Directive = Count the lines in the listing that contain the string "green", treating uppercase and lowercase as different, and give only the number.

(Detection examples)
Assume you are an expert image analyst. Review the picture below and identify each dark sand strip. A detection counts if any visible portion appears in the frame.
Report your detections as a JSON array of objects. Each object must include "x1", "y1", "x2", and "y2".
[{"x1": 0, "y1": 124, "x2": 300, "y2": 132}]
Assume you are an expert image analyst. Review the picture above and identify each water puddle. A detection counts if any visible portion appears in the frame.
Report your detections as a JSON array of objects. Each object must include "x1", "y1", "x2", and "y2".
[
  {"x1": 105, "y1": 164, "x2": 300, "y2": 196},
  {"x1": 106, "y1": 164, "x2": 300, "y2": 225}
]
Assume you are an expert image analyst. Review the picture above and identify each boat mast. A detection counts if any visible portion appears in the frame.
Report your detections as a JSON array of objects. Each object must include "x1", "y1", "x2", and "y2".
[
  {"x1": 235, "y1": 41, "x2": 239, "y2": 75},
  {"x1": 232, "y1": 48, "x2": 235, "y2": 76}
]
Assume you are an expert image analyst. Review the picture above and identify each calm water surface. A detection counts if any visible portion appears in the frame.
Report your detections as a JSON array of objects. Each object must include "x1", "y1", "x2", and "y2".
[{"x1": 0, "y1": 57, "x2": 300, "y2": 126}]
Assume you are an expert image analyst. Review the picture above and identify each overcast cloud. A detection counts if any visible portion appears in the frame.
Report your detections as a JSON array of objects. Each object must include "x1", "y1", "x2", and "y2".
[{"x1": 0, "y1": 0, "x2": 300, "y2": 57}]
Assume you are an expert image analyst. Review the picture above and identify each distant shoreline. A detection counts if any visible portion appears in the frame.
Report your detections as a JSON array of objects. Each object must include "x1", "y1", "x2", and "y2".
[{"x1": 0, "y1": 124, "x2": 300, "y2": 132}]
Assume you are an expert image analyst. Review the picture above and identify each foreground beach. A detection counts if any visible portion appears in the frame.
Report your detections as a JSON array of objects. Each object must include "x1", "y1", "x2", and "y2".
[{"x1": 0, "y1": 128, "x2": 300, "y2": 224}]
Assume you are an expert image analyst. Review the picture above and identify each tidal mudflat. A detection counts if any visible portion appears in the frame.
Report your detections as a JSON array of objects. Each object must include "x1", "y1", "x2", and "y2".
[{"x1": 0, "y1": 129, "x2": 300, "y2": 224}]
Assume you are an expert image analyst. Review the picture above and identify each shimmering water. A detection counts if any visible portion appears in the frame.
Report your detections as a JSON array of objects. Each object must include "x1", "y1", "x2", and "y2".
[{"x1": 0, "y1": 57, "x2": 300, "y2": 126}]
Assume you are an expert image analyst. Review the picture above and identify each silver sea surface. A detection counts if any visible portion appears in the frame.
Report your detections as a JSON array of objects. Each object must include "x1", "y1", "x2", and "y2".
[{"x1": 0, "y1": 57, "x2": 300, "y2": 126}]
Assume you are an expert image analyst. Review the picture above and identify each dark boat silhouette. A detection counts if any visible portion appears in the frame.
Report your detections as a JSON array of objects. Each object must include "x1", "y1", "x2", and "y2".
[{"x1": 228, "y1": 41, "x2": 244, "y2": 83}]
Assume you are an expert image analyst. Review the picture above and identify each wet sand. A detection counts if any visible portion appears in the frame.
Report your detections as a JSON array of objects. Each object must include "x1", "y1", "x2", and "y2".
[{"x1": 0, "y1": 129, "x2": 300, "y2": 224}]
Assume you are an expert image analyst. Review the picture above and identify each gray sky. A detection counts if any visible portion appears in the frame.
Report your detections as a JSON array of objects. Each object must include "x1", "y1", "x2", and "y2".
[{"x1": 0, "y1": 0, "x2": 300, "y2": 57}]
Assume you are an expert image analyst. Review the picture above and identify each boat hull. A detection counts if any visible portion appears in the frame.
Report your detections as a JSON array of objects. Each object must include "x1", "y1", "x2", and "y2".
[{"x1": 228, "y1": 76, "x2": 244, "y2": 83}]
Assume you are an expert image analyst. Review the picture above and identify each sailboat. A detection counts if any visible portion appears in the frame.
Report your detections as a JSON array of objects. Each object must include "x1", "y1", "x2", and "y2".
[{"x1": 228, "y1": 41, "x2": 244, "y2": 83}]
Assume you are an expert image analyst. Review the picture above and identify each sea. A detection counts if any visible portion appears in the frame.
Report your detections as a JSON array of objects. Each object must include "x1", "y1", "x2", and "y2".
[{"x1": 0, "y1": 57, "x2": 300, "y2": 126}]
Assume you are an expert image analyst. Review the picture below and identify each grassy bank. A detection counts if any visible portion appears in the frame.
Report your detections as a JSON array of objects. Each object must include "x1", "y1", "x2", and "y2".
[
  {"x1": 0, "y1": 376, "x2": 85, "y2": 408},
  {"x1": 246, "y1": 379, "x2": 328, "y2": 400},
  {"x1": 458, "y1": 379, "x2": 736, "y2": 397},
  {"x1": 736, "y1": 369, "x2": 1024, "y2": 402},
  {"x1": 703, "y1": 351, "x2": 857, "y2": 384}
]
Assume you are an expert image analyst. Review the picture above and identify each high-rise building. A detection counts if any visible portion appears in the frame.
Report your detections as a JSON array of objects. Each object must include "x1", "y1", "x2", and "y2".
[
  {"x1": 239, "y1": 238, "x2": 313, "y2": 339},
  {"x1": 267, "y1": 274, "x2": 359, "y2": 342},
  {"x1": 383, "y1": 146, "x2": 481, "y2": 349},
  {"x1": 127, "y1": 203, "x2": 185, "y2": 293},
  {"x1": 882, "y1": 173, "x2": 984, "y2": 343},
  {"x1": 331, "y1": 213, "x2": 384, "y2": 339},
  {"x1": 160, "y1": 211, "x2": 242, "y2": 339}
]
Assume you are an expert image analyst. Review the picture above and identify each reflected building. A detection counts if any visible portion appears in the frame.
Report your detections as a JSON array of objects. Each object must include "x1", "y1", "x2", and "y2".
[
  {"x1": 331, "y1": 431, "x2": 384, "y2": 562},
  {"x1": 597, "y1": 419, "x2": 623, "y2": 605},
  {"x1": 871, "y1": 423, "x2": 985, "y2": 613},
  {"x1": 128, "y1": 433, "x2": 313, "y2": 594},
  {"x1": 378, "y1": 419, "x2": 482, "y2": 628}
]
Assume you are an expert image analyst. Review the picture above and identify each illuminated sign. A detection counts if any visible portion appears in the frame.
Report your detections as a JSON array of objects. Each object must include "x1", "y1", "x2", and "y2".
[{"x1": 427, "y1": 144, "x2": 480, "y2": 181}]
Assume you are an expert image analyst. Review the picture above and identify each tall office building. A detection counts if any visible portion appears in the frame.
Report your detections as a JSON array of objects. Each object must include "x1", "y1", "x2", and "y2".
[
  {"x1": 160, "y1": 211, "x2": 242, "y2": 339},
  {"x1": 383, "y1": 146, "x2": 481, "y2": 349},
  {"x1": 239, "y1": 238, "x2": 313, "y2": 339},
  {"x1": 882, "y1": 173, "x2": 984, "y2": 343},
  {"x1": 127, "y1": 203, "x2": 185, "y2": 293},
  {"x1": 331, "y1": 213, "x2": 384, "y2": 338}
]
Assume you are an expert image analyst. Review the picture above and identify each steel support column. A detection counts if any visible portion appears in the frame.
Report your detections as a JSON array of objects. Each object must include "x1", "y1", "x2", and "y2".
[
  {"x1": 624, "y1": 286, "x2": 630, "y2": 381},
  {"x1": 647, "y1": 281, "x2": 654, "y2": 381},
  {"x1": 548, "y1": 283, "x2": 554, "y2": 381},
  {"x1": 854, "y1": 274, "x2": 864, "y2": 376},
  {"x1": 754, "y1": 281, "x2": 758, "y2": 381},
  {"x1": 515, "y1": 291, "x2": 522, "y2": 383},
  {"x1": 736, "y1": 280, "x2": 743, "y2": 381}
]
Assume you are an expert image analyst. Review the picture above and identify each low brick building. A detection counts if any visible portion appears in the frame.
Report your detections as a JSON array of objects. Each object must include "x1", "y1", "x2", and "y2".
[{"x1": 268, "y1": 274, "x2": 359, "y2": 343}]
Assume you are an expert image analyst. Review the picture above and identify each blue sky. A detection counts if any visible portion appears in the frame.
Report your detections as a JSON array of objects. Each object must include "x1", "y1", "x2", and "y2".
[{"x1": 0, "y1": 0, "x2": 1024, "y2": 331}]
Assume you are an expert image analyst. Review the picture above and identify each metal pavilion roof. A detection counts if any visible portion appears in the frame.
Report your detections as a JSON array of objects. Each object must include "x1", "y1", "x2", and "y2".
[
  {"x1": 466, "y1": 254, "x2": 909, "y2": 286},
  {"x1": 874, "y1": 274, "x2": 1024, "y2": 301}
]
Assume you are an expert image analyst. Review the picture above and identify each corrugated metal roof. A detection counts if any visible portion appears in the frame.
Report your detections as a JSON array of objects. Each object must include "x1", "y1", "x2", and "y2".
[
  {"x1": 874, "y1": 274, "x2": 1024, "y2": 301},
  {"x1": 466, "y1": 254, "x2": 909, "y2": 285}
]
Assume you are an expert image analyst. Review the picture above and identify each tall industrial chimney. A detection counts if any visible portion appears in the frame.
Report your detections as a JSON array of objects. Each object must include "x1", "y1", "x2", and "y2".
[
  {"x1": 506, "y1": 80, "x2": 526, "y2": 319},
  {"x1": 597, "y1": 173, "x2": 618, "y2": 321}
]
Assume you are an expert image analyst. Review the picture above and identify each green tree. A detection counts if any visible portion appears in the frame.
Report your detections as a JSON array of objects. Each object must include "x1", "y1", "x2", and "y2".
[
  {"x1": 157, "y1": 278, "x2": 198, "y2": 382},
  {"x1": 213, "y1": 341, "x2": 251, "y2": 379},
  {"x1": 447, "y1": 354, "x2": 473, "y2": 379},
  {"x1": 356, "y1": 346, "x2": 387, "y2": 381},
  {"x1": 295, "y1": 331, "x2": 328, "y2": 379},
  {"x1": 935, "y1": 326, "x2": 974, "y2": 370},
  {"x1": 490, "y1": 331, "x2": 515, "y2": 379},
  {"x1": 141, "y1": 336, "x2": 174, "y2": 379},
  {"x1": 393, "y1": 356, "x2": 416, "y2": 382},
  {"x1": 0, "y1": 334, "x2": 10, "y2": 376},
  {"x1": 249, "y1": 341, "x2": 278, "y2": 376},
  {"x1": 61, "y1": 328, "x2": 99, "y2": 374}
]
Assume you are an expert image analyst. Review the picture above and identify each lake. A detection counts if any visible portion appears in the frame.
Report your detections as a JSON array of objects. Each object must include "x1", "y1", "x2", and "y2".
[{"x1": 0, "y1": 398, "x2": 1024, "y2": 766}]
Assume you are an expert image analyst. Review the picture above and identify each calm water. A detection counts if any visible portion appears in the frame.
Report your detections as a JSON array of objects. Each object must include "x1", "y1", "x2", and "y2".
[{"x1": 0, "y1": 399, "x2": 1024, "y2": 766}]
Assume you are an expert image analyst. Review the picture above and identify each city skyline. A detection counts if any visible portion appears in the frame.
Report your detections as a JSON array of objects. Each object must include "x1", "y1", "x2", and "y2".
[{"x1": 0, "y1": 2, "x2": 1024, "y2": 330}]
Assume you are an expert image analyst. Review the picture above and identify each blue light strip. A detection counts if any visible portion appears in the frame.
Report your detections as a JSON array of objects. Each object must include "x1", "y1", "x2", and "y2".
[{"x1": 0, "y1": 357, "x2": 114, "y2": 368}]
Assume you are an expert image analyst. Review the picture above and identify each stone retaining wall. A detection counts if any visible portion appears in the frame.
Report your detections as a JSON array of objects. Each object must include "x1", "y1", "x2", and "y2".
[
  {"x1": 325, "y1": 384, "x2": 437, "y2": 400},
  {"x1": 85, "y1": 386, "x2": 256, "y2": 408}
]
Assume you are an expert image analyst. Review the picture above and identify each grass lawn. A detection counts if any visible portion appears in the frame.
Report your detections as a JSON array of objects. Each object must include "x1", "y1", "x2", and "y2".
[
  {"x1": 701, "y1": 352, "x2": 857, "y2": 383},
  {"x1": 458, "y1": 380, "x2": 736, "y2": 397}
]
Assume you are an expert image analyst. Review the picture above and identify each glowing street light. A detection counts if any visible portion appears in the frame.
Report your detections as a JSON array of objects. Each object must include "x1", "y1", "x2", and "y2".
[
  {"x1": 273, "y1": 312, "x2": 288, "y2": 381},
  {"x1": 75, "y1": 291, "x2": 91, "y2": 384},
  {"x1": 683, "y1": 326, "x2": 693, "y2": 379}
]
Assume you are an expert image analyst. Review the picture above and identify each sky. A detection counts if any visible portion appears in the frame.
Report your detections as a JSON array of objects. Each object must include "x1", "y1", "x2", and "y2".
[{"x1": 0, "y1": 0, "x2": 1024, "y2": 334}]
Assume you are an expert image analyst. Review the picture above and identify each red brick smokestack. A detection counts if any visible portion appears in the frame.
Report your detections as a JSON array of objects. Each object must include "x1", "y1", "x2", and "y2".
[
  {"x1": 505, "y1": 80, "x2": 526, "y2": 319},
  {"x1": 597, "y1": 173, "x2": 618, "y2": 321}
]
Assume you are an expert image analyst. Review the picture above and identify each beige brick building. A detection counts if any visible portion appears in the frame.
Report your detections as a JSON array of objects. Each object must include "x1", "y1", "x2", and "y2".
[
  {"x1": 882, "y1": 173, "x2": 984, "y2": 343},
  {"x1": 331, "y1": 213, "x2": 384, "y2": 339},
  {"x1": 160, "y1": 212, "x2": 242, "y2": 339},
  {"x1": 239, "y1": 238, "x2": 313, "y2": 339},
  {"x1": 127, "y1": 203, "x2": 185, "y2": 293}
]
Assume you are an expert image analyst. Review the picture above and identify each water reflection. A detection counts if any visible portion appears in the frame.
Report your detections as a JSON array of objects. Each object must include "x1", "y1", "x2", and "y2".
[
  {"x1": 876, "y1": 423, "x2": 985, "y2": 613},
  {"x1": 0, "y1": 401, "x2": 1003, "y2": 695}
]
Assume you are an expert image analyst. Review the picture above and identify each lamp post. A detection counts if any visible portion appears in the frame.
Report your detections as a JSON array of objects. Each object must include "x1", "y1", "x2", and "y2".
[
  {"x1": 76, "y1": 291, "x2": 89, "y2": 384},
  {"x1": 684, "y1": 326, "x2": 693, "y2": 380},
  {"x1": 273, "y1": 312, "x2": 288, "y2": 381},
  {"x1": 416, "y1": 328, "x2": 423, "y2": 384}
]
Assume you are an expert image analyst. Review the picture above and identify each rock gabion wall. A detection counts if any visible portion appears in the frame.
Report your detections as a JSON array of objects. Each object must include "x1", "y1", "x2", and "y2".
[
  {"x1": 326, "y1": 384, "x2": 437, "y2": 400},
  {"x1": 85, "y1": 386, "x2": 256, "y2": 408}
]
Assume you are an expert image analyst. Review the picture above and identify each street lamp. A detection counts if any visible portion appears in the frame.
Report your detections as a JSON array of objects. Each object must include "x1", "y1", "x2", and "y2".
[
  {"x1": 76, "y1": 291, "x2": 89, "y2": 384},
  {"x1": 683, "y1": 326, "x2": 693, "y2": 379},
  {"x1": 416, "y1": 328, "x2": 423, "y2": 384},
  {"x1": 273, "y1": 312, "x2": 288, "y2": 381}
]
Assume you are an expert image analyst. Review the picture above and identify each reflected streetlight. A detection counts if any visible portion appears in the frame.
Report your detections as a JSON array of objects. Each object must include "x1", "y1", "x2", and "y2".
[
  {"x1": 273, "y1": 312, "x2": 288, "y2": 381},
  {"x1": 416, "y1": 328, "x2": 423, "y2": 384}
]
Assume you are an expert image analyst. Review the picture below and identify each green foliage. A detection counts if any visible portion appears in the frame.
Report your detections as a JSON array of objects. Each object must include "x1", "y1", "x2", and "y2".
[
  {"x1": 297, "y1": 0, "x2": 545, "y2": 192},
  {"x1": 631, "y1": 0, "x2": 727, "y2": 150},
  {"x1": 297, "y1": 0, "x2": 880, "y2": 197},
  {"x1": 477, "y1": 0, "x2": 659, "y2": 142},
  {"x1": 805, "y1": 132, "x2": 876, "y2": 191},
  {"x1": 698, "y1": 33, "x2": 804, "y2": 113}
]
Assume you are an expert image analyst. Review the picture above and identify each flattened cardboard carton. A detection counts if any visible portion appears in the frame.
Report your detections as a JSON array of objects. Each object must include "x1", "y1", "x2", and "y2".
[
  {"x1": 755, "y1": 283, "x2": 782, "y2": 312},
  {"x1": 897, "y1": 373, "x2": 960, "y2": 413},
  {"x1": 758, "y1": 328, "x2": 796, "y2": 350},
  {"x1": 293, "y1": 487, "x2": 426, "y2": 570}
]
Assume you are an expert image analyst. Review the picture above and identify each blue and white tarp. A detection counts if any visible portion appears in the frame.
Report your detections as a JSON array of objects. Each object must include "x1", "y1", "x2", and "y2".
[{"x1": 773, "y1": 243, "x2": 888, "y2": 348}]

Written response = 2